DIRECTIONS: Copy every one of the records below word for word, keeping each line and the order of the lines unchanged.

— START OF DATA TO USE —

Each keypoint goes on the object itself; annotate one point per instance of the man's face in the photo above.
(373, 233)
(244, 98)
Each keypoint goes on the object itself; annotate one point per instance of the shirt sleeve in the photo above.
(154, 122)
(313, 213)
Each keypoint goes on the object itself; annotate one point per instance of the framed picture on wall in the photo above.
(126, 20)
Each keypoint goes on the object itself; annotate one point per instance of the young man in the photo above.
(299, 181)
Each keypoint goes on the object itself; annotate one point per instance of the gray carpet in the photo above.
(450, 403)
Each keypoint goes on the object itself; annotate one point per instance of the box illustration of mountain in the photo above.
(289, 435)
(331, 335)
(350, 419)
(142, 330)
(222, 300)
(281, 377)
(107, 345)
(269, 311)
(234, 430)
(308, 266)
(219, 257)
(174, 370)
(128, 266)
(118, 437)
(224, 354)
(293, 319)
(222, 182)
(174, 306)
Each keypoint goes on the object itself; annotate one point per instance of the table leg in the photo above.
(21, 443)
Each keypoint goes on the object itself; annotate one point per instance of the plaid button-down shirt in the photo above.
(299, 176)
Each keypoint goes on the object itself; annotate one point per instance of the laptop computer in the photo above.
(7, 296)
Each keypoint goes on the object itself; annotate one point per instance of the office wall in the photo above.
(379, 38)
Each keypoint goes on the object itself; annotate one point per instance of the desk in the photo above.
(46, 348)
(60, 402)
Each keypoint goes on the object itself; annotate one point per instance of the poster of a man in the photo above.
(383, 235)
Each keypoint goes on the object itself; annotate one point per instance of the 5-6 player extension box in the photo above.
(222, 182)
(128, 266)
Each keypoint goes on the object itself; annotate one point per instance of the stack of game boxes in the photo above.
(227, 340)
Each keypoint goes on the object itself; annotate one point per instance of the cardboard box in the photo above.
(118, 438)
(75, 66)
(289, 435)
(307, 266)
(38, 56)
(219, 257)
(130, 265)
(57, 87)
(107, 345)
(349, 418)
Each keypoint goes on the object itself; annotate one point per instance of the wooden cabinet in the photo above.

— END OF DATA TO USE —

ANSWER TO THIS TASK:
Each keypoint goes on the object itself; annotate one point per instance of the man's face in the photo above.
(373, 233)
(244, 98)
Each keypoint goes on the object itself; annotate one point per instance of the shirt sleeve in the photo above.
(154, 122)
(313, 213)
Each keypoint goes on the object itself; annotate one point per instance of the framed picture on wall in the photo above.
(126, 20)
Each keypoint goes on the object itself; annotate one point per instance of the young man in the photo above.
(299, 181)
Each keypoint goes on the object itself; annotate one point per instance of the gray carpet in the photo above.
(450, 403)
Each keypoint goes on the object itself; annotate one point per instance of the box illustration of mountain in the photo above.
(289, 435)
(331, 335)
(350, 419)
(142, 330)
(222, 300)
(281, 377)
(107, 345)
(269, 311)
(234, 430)
(308, 266)
(219, 257)
(174, 370)
(128, 266)
(118, 437)
(224, 354)
(293, 319)
(222, 182)
(174, 306)
Each keypoint goes on the object itself; annotate one point per instance of the table leg in the photo above.
(21, 443)
Each keypoint goes on the object itself; annotate one point per instance of the plaid button-down shirt in the photo above.
(299, 176)
Each keypoint goes on the object itself; annotate one point per instance of the laptop computer in the photo above.
(7, 296)
Each keypoint goes on the object itself; annotate one point per instance of the office wall in the photo above.
(379, 38)
Each keypoint goes on the object itself; annotate one point per instance of the desk in the photo above.
(46, 348)
(60, 402)
Each keypoint goes on the object itself; annotate one point per instance of the poster of a man in the photo above.
(383, 235)
Each keypoint goes on the object itself; annotate one point per instance of the 5-6 player extension box in the photo above.
(222, 182)
(128, 266)
Each keypoint goes on the object itself; annotate one point per instance of the stack of game boxes in the photo above.
(227, 340)
Each keypoint goes on the object itself; annotate one point per instance of the cardboard box in the photo above.
(118, 438)
(75, 66)
(289, 435)
(307, 266)
(38, 56)
(219, 257)
(130, 265)
(57, 87)
(107, 345)
(349, 418)
Each keypoint goes on the object itself; annotate one point per instance of the wooden cabinet in the photo above.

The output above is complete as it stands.